▸ Dataset records:
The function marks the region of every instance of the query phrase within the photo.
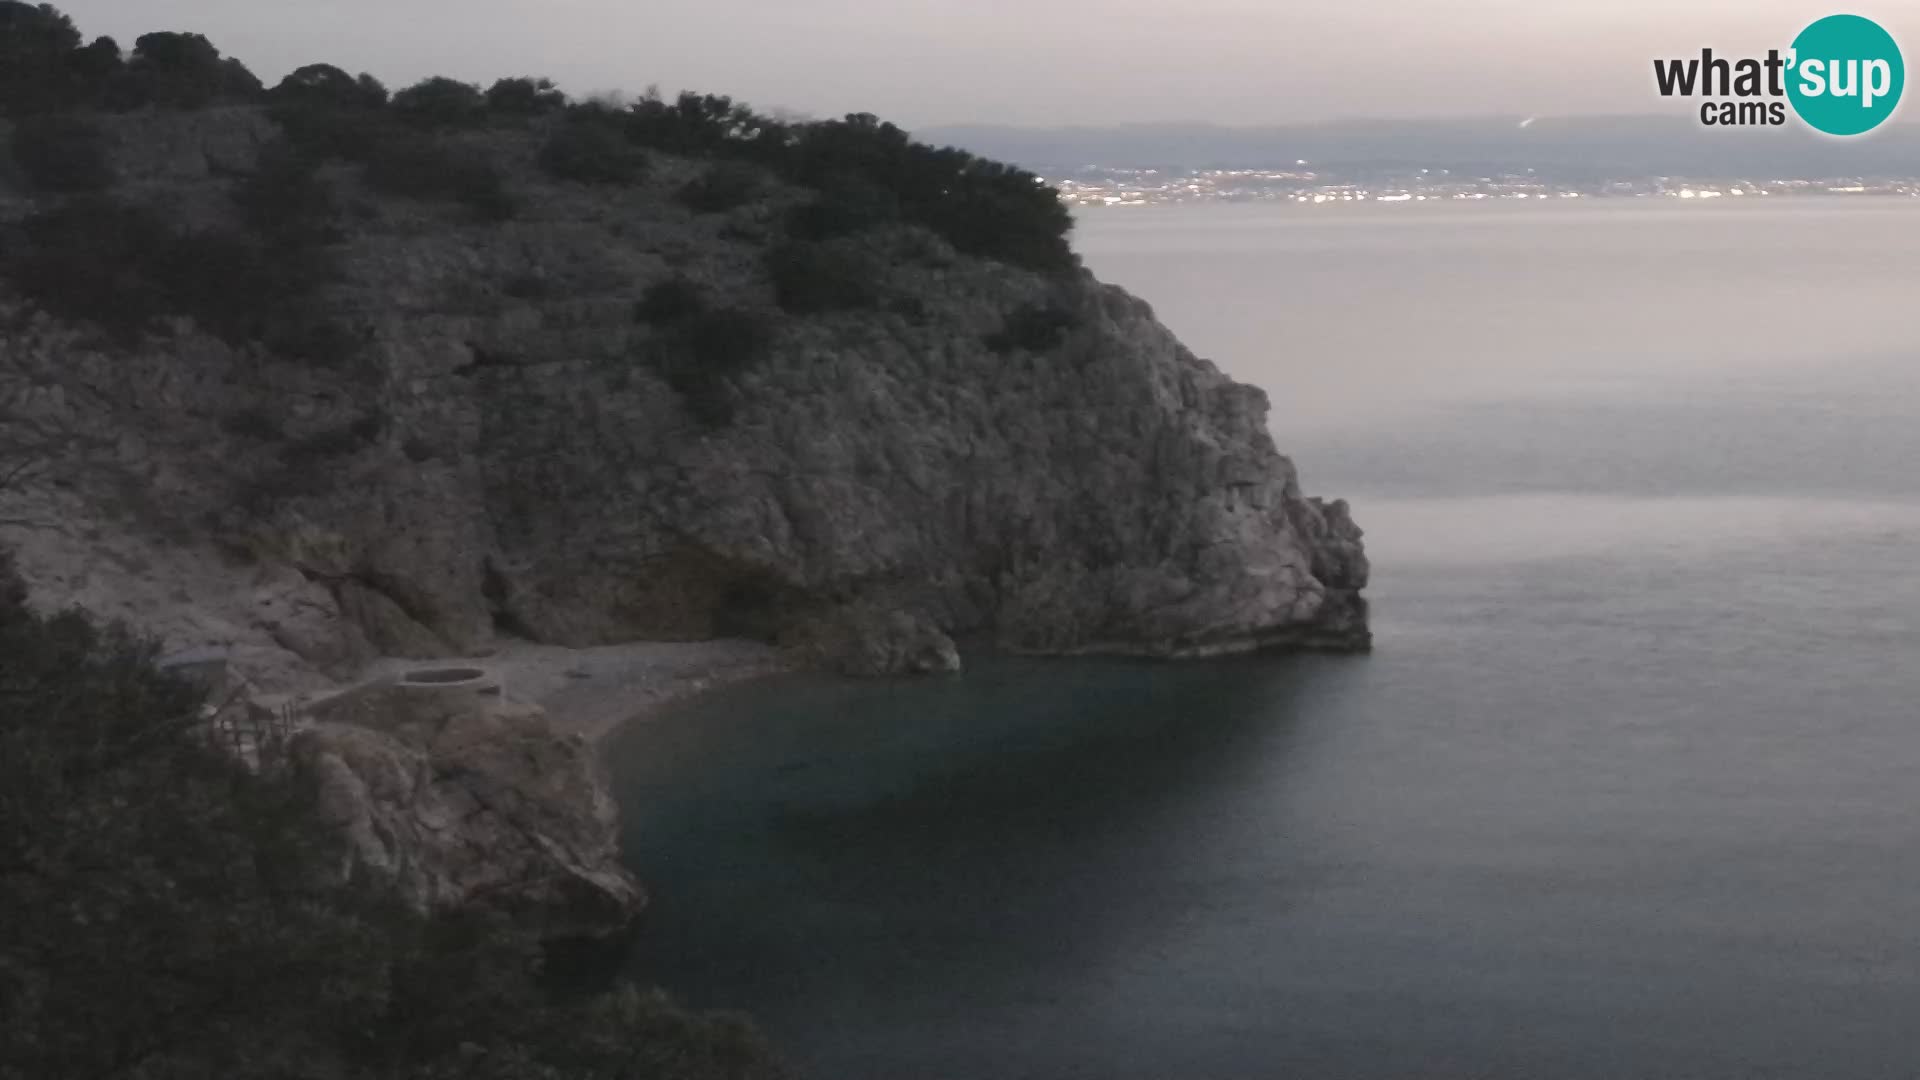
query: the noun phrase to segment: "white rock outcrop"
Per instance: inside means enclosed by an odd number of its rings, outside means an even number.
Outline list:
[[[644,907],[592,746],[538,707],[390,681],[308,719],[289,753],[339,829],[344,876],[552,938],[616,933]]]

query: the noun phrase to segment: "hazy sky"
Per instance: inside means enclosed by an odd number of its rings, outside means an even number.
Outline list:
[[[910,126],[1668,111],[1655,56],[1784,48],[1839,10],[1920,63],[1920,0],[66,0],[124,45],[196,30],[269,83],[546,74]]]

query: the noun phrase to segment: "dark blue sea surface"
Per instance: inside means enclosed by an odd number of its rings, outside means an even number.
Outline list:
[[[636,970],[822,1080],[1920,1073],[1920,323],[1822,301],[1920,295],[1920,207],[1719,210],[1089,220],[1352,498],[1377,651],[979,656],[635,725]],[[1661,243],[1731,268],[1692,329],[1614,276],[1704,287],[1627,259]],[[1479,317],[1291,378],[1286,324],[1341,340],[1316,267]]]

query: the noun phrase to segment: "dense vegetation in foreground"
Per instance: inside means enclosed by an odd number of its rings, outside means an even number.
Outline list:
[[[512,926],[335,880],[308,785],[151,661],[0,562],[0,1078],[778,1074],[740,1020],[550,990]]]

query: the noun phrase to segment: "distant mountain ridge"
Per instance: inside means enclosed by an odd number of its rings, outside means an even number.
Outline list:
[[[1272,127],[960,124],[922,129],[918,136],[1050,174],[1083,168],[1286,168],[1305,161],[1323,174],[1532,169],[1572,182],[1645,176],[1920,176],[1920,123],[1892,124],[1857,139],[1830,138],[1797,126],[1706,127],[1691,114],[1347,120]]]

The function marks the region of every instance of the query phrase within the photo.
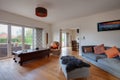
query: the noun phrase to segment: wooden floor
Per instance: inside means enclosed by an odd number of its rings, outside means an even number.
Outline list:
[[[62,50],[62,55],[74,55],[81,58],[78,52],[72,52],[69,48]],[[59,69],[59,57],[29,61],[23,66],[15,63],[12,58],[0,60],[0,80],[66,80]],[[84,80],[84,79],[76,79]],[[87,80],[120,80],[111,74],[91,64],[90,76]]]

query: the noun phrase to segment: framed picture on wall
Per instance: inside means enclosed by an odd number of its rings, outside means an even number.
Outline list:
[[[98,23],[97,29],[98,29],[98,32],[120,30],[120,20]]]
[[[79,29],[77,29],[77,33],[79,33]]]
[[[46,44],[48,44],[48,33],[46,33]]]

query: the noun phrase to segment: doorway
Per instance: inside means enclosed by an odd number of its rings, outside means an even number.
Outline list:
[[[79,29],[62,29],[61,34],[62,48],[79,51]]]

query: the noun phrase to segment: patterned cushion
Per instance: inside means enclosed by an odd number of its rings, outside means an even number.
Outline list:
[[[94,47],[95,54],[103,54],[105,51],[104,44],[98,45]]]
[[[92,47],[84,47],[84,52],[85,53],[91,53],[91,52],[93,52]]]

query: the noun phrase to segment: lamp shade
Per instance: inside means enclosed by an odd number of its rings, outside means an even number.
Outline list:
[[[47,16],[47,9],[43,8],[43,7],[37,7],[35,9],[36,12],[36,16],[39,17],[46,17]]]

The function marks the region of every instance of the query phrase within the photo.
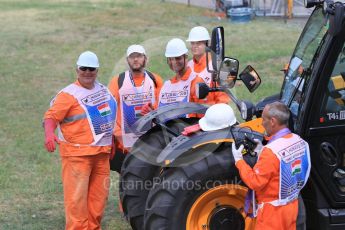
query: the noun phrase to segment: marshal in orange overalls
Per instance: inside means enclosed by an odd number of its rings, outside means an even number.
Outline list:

▸ Exercise description:
Report, for the data above, every line in which the string "segment" appears.

▸ Exercise solution:
query: the noun phrase to segment: "white rock outcrop"
query: the noun phrase to segment: "hazy sky"
query: the noun phrase to segment: "dark blue sea surface"
query: the noun phrase to segment: "dense vegetation in foreground"
query: the noun phrase to segment: "distant mountain ridge"
query: the noun phrase to segment: wooden floor
query: the noun phrase to segment: framed picture on wall
query: the noun phrase to segment: doorway
query: the noun phrase to segment: patterned cushion
query: the noun phrase to segment: lamp shade
query: the noun phrase to segment: marshal in orange overalls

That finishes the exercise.